━━━ Record excerpts
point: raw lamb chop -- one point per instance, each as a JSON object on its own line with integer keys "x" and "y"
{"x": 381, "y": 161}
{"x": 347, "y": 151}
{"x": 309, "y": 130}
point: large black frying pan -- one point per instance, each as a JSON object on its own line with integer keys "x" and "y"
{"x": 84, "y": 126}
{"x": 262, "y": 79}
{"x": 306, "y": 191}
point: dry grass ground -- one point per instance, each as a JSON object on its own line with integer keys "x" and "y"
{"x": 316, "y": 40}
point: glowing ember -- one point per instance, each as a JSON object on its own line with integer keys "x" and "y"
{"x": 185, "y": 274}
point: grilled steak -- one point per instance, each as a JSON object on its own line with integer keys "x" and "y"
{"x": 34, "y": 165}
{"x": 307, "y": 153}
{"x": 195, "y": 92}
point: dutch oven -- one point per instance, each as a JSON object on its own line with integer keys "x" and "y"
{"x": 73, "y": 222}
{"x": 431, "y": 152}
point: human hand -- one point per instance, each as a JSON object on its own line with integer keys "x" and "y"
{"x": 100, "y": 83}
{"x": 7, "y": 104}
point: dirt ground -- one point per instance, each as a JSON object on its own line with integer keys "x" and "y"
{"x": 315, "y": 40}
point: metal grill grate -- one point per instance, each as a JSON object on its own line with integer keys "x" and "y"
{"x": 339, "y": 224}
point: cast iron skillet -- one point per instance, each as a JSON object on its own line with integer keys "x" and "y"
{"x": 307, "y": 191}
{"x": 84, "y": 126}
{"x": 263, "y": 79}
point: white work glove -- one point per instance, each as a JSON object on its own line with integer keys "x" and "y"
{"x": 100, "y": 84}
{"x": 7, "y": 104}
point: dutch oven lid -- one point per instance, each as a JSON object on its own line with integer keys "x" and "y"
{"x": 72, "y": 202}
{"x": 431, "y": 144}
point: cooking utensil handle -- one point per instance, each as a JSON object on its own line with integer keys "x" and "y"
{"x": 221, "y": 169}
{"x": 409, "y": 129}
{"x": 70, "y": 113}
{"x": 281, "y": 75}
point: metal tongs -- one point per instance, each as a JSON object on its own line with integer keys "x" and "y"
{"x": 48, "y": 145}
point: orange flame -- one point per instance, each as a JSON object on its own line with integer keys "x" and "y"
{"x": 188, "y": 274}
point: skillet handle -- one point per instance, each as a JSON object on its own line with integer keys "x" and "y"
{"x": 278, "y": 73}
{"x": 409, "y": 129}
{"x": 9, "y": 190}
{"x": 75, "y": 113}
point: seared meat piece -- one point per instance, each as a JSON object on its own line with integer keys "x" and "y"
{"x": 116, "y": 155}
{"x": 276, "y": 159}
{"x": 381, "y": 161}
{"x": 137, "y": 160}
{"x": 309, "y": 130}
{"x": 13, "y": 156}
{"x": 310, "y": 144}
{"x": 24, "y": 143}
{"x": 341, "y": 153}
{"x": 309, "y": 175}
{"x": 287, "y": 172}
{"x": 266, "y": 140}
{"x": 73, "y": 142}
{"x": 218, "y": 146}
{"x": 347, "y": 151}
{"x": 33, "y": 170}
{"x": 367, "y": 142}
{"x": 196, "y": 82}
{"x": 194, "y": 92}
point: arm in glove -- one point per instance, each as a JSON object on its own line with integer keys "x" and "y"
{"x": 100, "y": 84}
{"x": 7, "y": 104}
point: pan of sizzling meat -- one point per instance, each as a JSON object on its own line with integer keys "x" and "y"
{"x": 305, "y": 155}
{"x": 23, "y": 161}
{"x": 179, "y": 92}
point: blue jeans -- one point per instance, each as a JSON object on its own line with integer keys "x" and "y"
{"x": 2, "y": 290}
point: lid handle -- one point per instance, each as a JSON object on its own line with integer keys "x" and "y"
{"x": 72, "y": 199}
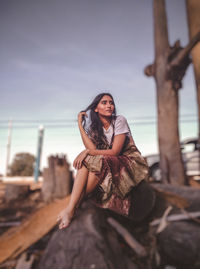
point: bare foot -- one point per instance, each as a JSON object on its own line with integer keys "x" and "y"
{"x": 65, "y": 218}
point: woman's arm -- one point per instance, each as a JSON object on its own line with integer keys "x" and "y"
{"x": 116, "y": 148}
{"x": 86, "y": 140}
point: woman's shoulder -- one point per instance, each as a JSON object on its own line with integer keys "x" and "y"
{"x": 120, "y": 118}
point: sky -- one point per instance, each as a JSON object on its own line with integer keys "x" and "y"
{"x": 56, "y": 56}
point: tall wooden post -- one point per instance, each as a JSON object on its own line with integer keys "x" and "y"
{"x": 39, "y": 152}
{"x": 168, "y": 70}
{"x": 8, "y": 146}
{"x": 193, "y": 13}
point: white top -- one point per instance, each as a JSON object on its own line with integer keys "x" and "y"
{"x": 120, "y": 127}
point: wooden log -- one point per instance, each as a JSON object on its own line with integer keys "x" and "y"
{"x": 143, "y": 200}
{"x": 48, "y": 185}
{"x": 89, "y": 242}
{"x": 15, "y": 240}
{"x": 24, "y": 263}
{"x": 180, "y": 196}
{"x": 62, "y": 177}
{"x": 179, "y": 244}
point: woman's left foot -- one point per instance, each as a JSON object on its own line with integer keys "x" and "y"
{"x": 65, "y": 218}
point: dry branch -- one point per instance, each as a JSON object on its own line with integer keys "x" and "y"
{"x": 17, "y": 239}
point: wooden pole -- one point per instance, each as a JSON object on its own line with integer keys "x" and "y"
{"x": 39, "y": 152}
{"x": 8, "y": 146}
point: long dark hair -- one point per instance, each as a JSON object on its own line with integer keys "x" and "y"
{"x": 95, "y": 130}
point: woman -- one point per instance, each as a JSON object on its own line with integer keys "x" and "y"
{"x": 110, "y": 166}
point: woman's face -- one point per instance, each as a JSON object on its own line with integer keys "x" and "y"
{"x": 105, "y": 107}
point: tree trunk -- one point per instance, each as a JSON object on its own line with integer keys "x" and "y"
{"x": 193, "y": 13}
{"x": 57, "y": 179}
{"x": 168, "y": 70}
{"x": 167, "y": 104}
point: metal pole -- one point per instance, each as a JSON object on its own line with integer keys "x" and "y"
{"x": 39, "y": 152}
{"x": 8, "y": 146}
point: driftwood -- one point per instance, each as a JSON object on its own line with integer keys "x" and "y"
{"x": 179, "y": 244}
{"x": 176, "y": 240}
{"x": 89, "y": 242}
{"x": 17, "y": 239}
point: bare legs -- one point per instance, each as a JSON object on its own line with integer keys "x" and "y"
{"x": 84, "y": 183}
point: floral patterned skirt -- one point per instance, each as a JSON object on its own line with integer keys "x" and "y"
{"x": 117, "y": 176}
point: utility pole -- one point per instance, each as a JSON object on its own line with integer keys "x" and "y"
{"x": 39, "y": 152}
{"x": 8, "y": 146}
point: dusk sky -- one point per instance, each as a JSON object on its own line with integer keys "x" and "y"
{"x": 57, "y": 55}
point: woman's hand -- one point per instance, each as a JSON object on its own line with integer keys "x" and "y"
{"x": 80, "y": 117}
{"x": 79, "y": 159}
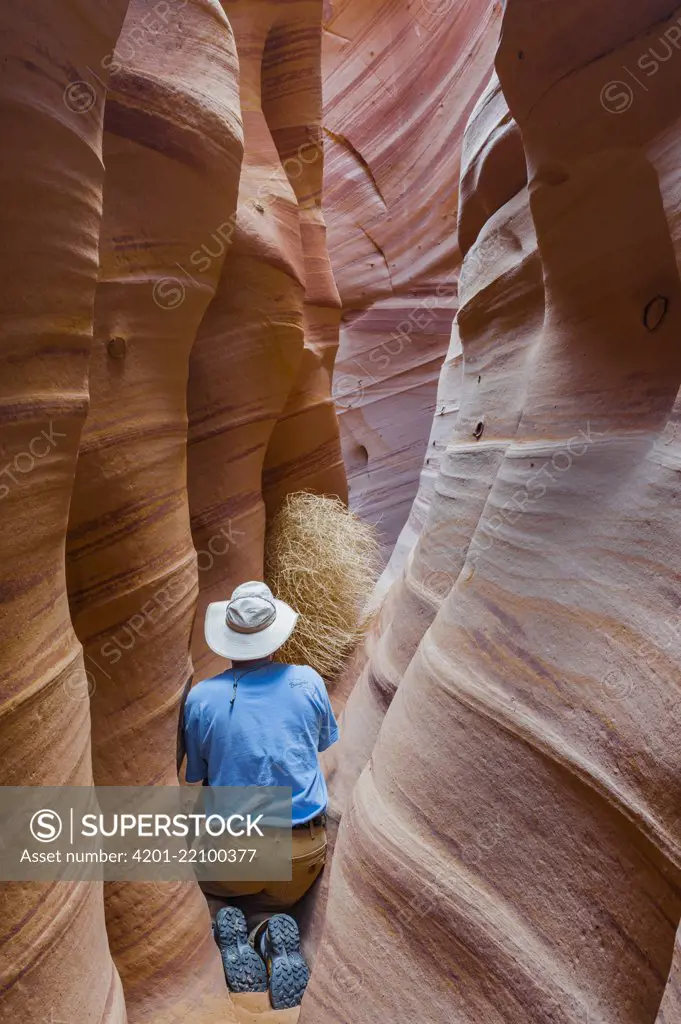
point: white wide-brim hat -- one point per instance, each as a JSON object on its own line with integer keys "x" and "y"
{"x": 252, "y": 624}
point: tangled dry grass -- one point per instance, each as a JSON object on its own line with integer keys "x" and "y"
{"x": 324, "y": 561}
━━━━━━
▶ Instructions to follow
Please give the records again word for word, omitting all images.

▶ Output
point: raw lamb chop -- one point per instance, each as a JSON object on its own line with integer keys "x" and "y"
{"x": 381, "y": 161}
{"x": 347, "y": 151}
{"x": 309, "y": 130}
point: large black frying pan -- one point per instance, each as a JSON object on its own line with integer keys "x" and "y"
{"x": 84, "y": 126}
{"x": 262, "y": 79}
{"x": 306, "y": 191}
point: dry grass ground -- one point per instance, each as a JSON object on its own line with integer keys "x" and "y"
{"x": 316, "y": 40}
point: glowing ember -- one point per instance, each as a JSON object on its own line with integer keys "x" and "y"
{"x": 185, "y": 274}
point: grilled steak -- one point per instance, each as a JSON object on its own line with integer keys "x" and "y"
{"x": 34, "y": 165}
{"x": 307, "y": 153}
{"x": 195, "y": 92}
point: dutch oven -- one point per instance, each as a JSON object on its own line with integer keys "x" and "y"
{"x": 73, "y": 222}
{"x": 431, "y": 152}
point: human hand -- one point per instance, each as a JSON object on its own line with integer keys "x" and "y"
{"x": 100, "y": 83}
{"x": 7, "y": 104}
point: dirt ground -- one point per instance, each as a JSON object on its own line with integer keys "x" and "y"
{"x": 315, "y": 40}
point: metal grill grate -- one point per instance, each as a JSON object on its own line with integer keys "x" and "y"
{"x": 339, "y": 224}
point: cast iron skillet -- one point per instance, each as a JSON object on its own line with integer keys "x" and "y"
{"x": 307, "y": 191}
{"x": 84, "y": 126}
{"x": 263, "y": 79}
point: white work glove -- one point per instance, each as a JSON object on its own line with integer keys "x" and "y"
{"x": 100, "y": 84}
{"x": 7, "y": 104}
point: dutch oven lid -- one point per instance, each as a JSON object on its own line with integer keys "x" and "y"
{"x": 72, "y": 202}
{"x": 431, "y": 144}
point: cooking utensil handle -- one point per instance, each as a JSON object on its own line with integer keys "x" and "y"
{"x": 221, "y": 169}
{"x": 409, "y": 129}
{"x": 70, "y": 113}
{"x": 281, "y": 75}
point: metal tongs -- one point per instance, each as a JSON object on its own line with integer keys "x" and "y"
{"x": 48, "y": 145}
point: orange flame -- one point per instance, each as a JSON object on its own line with integer keys "x" and "y"
{"x": 188, "y": 274}
point: skillet handle -- one point per instance, each as a JSON object on its own line with integer keys "x" and "y"
{"x": 278, "y": 73}
{"x": 409, "y": 129}
{"x": 9, "y": 190}
{"x": 75, "y": 113}
point: seared meat piece -- one point per instance, each as a JSON object on its own line with integer keys "x" and "y"
{"x": 116, "y": 155}
{"x": 276, "y": 159}
{"x": 381, "y": 161}
{"x": 137, "y": 160}
{"x": 309, "y": 130}
{"x": 13, "y": 156}
{"x": 310, "y": 144}
{"x": 24, "y": 143}
{"x": 341, "y": 153}
{"x": 309, "y": 175}
{"x": 287, "y": 172}
{"x": 266, "y": 140}
{"x": 73, "y": 142}
{"x": 218, "y": 146}
{"x": 347, "y": 151}
{"x": 33, "y": 170}
{"x": 367, "y": 142}
{"x": 196, "y": 82}
{"x": 194, "y": 92}
point: arm in glove -- one point per instance, each as a JSON object on its own line with integer keys "x" and "y"
{"x": 100, "y": 84}
{"x": 7, "y": 104}
point: pan of sizzling meat -- one point per instance, each as a JSON object on its own line with integer keys "x" and "y"
{"x": 305, "y": 155}
{"x": 23, "y": 161}
{"x": 179, "y": 92}
point: blue jeans -- one point per instance, each as a JSON object on its own line with integer keys "x" and "y"
{"x": 2, "y": 290}
point: lid handle -- one point per instance, each as a JSON object on its own line with integer keys "x" and "y"
{"x": 72, "y": 199}
point: bare foot -- one point per instance, each as a JSON object on its own line with integer keys "x" and "y"
{"x": 65, "y": 218}
point: woman's arm -- one point per instance, each as a JSON object on its own line with integer keys "x" and "y"
{"x": 116, "y": 148}
{"x": 86, "y": 140}
point: woman's shoulder -- one point per instance, each as a JSON object on its own line with integer keys "x" and "y"
{"x": 120, "y": 118}
point: sky -- one point per instance, each as a JSON object on its own line with integer keys "x" and "y"
{"x": 56, "y": 56}
point: tall wooden post -- one point per instance, each as a JSON object on its own line with integer keys "x" and "y"
{"x": 39, "y": 152}
{"x": 168, "y": 70}
{"x": 8, "y": 146}
{"x": 193, "y": 13}
point: white top -- one point per instance, each as a JSON object on its own line with integer keys "x" and "y"
{"x": 120, "y": 127}
point: wooden log -- one point per instance, each as a JSON object on its own line with integer keys "x" and "y"
{"x": 143, "y": 200}
{"x": 48, "y": 185}
{"x": 89, "y": 242}
{"x": 15, "y": 240}
{"x": 24, "y": 263}
{"x": 180, "y": 196}
{"x": 62, "y": 177}
{"x": 179, "y": 244}
point: woman's left foot -- one point per instance, each as a JSON object on its own line with integer keys "x" and "y"
{"x": 65, "y": 218}
point: dry branch -- one point per instance, each as a JSON object on its own line with integer keys "x" and "y"
{"x": 17, "y": 239}
point: wooden pole -- one point per instance, each as a JSON object on its own line with integer keys "x" and "y"
{"x": 39, "y": 152}
{"x": 8, "y": 146}
point: long dark hair -- one point per instance, each as a JSON object on its own line with integer keys "x" and "y"
{"x": 95, "y": 130}
point: woman -- one point per instance, each as a JSON object on its own line with integer keys "x" and "y"
{"x": 110, "y": 166}
point: woman's face -- one point per instance, each as a JSON object on its own line with integer keys "x" and "y"
{"x": 105, "y": 107}
point: tree trunk -- one point per instance, each as a JSON object on its own line with integer keys "x" and "y"
{"x": 193, "y": 13}
{"x": 57, "y": 179}
{"x": 168, "y": 70}
{"x": 167, "y": 104}
point: metal pole -- one point per instance, each as a JSON object on its own line with integer keys "x" and "y"
{"x": 39, "y": 152}
{"x": 8, "y": 146}
point: driftwood -- one point per instance, each as a JSON object on its own line with integer keys "x" and "y"
{"x": 179, "y": 244}
{"x": 176, "y": 240}
{"x": 89, "y": 242}
{"x": 17, "y": 239}
point: bare legs -- one point per instance, each as a JSON object on its own line with integer keys "x" and "y"
{"x": 84, "y": 183}
point: floral patterned skirt -- one point per instance, each as a JSON object on its own line with integer keys "x" and "y"
{"x": 117, "y": 176}
point: utility pole -- one point per instance, each as a JSON object on its own line with integer keys "x" and "y"
{"x": 39, "y": 152}
{"x": 8, "y": 146}
point: dusk sky -- one point per instance, each as a JSON object on its own line with integer keys "x" and "y"
{"x": 57, "y": 55}
point: woman's hand -- one point per instance, each as a JSON object on its own line with integer keys "x" and "y"
{"x": 80, "y": 117}
{"x": 79, "y": 159}
point: white wide-brim hat -- one point per instance, each as a JSON object on its own line with integer keys "x" and "y"
{"x": 252, "y": 624}
point: tangled dry grass -- one point per instance, each as a JSON object on its own line with integer keys "x" and "y"
{"x": 324, "y": 561}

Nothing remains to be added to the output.